---------- Records to process
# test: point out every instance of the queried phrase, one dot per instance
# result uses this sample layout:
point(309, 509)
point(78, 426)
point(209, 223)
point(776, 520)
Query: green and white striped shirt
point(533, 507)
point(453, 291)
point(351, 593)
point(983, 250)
--------------------
## Direction
Express every line of the entries above as a JSON list of strings, with one string per line and no blank lines.

## Expected output
[
  "# test: point out every instance of the queried phrase, one dot per instance",
  "# result uses this sample layout:",
  "point(309, 509)",
  "point(78, 426)",
  "point(209, 223)",
  "point(776, 520)",
  "Query: green and white striped shirt",
  "point(533, 507)",
  "point(453, 291)",
  "point(351, 593)",
  "point(983, 250)"
]